> _Directions for this task_
In this exercise, the entries below are to be transcribed exactly, line by line.

[Records contained in a dataset]

"""

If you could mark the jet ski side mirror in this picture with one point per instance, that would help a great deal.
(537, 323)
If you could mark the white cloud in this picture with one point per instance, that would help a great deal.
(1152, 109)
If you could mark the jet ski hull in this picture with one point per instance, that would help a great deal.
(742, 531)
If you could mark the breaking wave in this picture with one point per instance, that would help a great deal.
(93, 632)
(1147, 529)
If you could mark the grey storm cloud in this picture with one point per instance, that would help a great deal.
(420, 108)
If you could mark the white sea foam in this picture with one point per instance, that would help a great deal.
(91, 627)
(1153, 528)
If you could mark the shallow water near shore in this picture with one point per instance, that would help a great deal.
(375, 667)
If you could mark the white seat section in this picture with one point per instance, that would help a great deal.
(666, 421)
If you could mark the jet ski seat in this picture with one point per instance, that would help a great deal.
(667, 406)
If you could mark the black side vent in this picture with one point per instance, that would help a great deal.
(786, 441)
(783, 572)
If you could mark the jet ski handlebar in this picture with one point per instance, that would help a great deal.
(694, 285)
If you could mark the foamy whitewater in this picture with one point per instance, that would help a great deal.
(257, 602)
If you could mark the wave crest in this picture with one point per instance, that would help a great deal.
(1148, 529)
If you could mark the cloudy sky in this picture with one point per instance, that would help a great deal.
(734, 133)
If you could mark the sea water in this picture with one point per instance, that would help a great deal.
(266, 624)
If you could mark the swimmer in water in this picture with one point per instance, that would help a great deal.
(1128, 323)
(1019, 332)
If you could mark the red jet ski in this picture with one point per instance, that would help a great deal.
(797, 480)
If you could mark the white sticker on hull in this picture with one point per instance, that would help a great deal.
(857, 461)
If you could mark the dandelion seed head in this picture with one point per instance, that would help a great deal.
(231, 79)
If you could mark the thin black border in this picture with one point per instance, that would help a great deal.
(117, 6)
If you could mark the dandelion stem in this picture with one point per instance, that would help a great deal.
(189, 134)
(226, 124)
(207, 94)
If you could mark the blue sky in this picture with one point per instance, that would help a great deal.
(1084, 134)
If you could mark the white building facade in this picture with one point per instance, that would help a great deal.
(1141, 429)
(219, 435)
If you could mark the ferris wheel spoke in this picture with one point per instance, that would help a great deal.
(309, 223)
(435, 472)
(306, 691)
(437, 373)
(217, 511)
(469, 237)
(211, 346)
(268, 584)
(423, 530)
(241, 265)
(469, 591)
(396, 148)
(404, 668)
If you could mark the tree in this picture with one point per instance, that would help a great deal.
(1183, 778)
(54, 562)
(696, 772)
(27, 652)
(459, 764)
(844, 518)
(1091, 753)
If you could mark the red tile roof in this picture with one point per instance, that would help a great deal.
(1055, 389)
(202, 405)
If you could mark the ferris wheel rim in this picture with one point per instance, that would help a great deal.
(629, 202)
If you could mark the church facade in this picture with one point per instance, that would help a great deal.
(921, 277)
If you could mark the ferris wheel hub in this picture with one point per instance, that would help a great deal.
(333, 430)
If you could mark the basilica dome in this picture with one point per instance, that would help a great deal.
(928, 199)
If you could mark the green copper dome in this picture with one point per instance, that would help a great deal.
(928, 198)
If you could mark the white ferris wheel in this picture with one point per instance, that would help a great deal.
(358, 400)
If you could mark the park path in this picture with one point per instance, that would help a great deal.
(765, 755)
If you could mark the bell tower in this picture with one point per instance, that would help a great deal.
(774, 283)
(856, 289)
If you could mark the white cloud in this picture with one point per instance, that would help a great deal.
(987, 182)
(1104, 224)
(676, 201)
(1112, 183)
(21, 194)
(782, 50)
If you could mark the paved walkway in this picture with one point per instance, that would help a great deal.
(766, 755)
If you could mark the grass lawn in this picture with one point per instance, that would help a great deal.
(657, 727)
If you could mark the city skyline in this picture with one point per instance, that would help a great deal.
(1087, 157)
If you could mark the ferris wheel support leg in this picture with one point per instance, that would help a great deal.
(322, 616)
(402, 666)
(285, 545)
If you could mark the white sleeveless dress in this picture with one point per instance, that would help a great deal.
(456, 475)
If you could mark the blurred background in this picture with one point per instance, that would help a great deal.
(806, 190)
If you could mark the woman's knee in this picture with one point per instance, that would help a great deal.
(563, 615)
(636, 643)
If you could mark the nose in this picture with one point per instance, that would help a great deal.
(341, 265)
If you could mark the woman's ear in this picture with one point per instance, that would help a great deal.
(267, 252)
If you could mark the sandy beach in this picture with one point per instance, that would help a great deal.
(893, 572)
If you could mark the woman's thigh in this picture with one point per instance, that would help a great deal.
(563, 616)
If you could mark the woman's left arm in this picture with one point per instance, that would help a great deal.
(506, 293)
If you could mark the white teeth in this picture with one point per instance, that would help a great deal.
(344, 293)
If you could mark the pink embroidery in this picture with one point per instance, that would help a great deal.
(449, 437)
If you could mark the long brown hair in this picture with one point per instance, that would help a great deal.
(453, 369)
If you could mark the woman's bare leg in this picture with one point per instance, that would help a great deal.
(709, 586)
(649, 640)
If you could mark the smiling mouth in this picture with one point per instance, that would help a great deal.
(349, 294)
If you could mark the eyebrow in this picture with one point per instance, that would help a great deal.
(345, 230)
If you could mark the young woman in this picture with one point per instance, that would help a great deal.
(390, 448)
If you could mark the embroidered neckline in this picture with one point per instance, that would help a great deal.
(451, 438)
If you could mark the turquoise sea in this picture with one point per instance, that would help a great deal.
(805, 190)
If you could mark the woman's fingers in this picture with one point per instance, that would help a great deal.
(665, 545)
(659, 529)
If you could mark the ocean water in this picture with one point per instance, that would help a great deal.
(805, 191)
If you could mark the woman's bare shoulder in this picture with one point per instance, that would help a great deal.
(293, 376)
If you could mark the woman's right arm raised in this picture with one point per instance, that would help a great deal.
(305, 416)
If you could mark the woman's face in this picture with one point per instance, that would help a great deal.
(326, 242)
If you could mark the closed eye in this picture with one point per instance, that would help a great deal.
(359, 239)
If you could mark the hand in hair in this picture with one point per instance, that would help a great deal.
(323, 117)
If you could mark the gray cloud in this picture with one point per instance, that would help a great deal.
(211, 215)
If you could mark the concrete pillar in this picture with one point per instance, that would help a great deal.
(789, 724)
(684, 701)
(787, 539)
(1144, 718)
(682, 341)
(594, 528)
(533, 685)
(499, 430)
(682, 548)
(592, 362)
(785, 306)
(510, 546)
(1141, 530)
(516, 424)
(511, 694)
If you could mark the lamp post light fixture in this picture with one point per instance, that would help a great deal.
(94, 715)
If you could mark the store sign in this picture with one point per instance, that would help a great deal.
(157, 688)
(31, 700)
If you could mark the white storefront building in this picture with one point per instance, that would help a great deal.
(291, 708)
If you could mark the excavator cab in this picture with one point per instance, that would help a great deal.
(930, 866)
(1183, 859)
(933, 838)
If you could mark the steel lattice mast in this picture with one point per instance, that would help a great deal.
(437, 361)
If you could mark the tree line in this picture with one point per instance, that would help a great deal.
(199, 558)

"""

> _Output of the task_
If you could mark the jet ski side mirror in this picture with one point per instance, that would help a great deal.
(537, 323)
If you could mark the white cloud in this picture with one point per instance, that would help a great deal.
(1152, 109)
If you could mark the jet ski hull in this picture with one point per instance, that would help a great deal.
(742, 531)
If you could mark the breaking wave in this picture with one point per instance, that would help a great deal.
(93, 632)
(1147, 529)
If you could mark the grey storm cloud in this picture with one point per instance, that would help a great deal.
(420, 108)
If you could mark the white sea foam in this picture with one point per instance, that would help a great deal.
(91, 627)
(1153, 528)
If you could mark the shallow water near shore in this picture with one point per instance, that would help a great deal.
(375, 667)
If you could mark the white seat section in this picture with one point per instance, that would help a great deal.
(666, 421)
If you could mark the jet ski seat in this picture with one point per instance, that would help a great deal.
(667, 406)
If you could mark the black side vent in this picture with one point per instance, that would help a great deal.
(786, 441)
(783, 572)
If you could mark the jet ski handlebar in this picture with one point per instance, that would help a great deal.
(694, 285)
If you could mark the foamy whitewater in this picture with one point per instance, that would help a great deal.
(257, 602)
If you could mark the wave crest in this picture with one point per instance, that would help a great deal.
(1148, 529)
If you could mark the cloudy sky in this picture with one point per instance, that would help a great deal.
(734, 133)
If you could mark the sea water in this picture with one point per instance, that would help a great deal.
(266, 624)
If you could mark the swimmer in water in this picture with one point per instance, that would help a great deal.
(1128, 323)
(1019, 332)
If you could mark the red jet ski in this picture with one point per instance, that would help a great deal.
(797, 480)
If you could mark the white sticker on hull in this picture with one point per instance, that would help a great deal.
(857, 461)
If you could mark the dandelion seed head in this picture with one point per instance, that would help a great deal.
(231, 79)
If you could mark the thin black border in this picture with one point per instance, that would help a great deal.
(117, 6)
If you could mark the dandelion stem in this picture with one point per instance, that would help a great deal.
(189, 134)
(226, 124)
(207, 94)
If you could mark the blue sky in this picture with one point per instance, that would help a great deal.
(1084, 134)
If you could mark the white building facade in this picture with one point per instance, that would help a great deal.
(1141, 429)
(219, 435)
If you could mark the ferris wheel spoke in this picture with one point per instance, that would help a great deal.
(309, 223)
(435, 472)
(306, 691)
(437, 373)
(217, 511)
(469, 237)
(211, 346)
(268, 584)
(423, 530)
(241, 265)
(469, 591)
(396, 148)
(404, 668)
If you could mark the tree in this picture with one point per instance, that would help a great deal.
(1183, 778)
(54, 562)
(696, 772)
(27, 652)
(459, 764)
(844, 518)
(1091, 753)
If you could mark the red tile roof in this picture with one point per instance, that would help a great deal.
(1055, 389)
(202, 405)
If you could mark the ferris wheel rim in this picture with one point per instance, that would help a great deal.
(629, 202)
If you could mark the church facade in this picture with one point per instance, that would help a great deal.
(921, 277)
If you could mark the ferris wheel hub in this picture with one point per instance, that would help a great deal.
(333, 430)
If you could mark the basilica dome in this picture with one point per instance, that would help a great deal.
(928, 199)
If you could mark the green copper dome in this picture with one point per instance, that would help a great deal.
(928, 198)
If you could mark the white ferris wheel in this picture with one point per instance, that would help a great deal.
(358, 400)
If you could mark the park path in this picture with one point per instance, that would help a great deal.
(765, 755)
If you could mark the bell tower in this picture with one point per instance, that would help a great deal.
(774, 283)
(856, 289)
If you could mark the white cloud in this picture with one point per instance, that would help a great deal.
(987, 182)
(1104, 224)
(676, 201)
(1112, 183)
(21, 194)
(782, 50)
If you could mark the paved walkway in this picture with one point per instance, that would help a great deal.
(766, 755)
If you could mark the grass lawn in this picture with one point per instance, that would help a great deal.
(657, 727)
If you could mark the city skyline in this picture with one point per instance, that would help a great deal.
(1087, 157)
If you could mark the ferris wheel support leg in this picture with one point per instance, that would help a great deal.
(322, 616)
(402, 666)
(285, 545)
If you could mark the white sleeveless dress in this picture with one point per instance, that would help a great deal.
(456, 475)
If you could mark the blurred background in this picture with one point per instance, that would help a great deal.
(806, 190)
If you could mark the woman's knee in this picture with one point per instance, that would help a great deal.
(563, 615)
(636, 643)
If you could mark the nose in this picture with one point per instance, that would help a great deal.
(341, 265)
If you could mark the woman's ear in this picture with one point per instance, that would help a great deal.
(267, 252)
If you could mark the sandy beach in this picture with one point per instance, that would help a great deal.
(893, 572)
If you could mark the woman's thigh in this picture with one point per instance, that would help a great deal.
(563, 616)
If you could mark the woman's left arm in this picture with one point per instance, that would help a great deal.
(506, 293)
If you could mark the white teeth in this picture with one point per instance, that would help a great deal.
(344, 293)
If you could mark the pink embroidery in this picture with one point per instance, that would help a great deal.
(449, 437)
If you could mark the long brown hair in this picture with one point per instance, that would help a great deal.
(453, 369)
If you could mark the woman's bare leg in this picture with one point per instance, that would help a great deal.
(709, 586)
(649, 640)
If you could mark the smiling mouth in this picture with one point per instance, that would help a great deal.
(349, 294)
If you could mark the eyebrow in this picture with one point per instance, that would help a great deal.
(345, 230)
If you could mark the young woman in this picture with one point per instance, that would help a great deal.
(390, 448)
If you could mark the embroidered neckline in this picture with one point per instance, that would help a great deal.
(451, 438)
If you could mark the turquoise sea in this picture with one point per instance, that would help a great deal.
(805, 190)
If you could mark the woman's fingers in this picture with one point per instance, that would help a great deal.
(665, 545)
(659, 529)
If you could mark the ocean water in this picture with one point per instance, that would help a great deal.
(805, 191)
If you could mark the woman's bare shoulder in this picture with one point per instance, that would help a great deal.
(293, 376)
If you could mark the woman's right arm raised in this picture with one point per instance, that would help a great deal.
(305, 416)
If you could mark the woman's face in this picture with one point per instance, that would help a great deal.
(326, 242)
If you could mark the closed eye in this picture with one point per instance, that would help a great deal.
(359, 239)
If you could mark the hand in hair in this picture with one point per instance, that would help a great deal.
(323, 117)
If you could mark the gray cloud in this picture with one point per instance, that would help a great deal.
(211, 215)
If you could mark the concrete pillar in this picture with one point per instance, that would help a great deal.
(789, 724)
(684, 701)
(787, 539)
(1144, 718)
(682, 341)
(594, 528)
(533, 685)
(499, 430)
(682, 548)
(592, 362)
(785, 306)
(510, 546)
(1141, 530)
(516, 424)
(511, 694)
If you could mark the lamp post light fixture in this picture with one point per instance, that would help a great deal.
(94, 715)
If you could mark the store sign in this picture with one point per instance, that would help a great deal.
(157, 688)
(31, 700)
If you could mark the white storefront building in this picture with one point per instance, that would help a great deal.
(291, 708)
If you could mark the excavator cab in this picture with one point per instance, that would help a great deal.
(930, 866)
(1183, 859)
(933, 838)
If you could mark the steel lattice mast in this picture with one point per instance, that would help a great deal.
(437, 361)
If you could mark the tree line in this picture with one point per instance, that would help a great deal.
(199, 558)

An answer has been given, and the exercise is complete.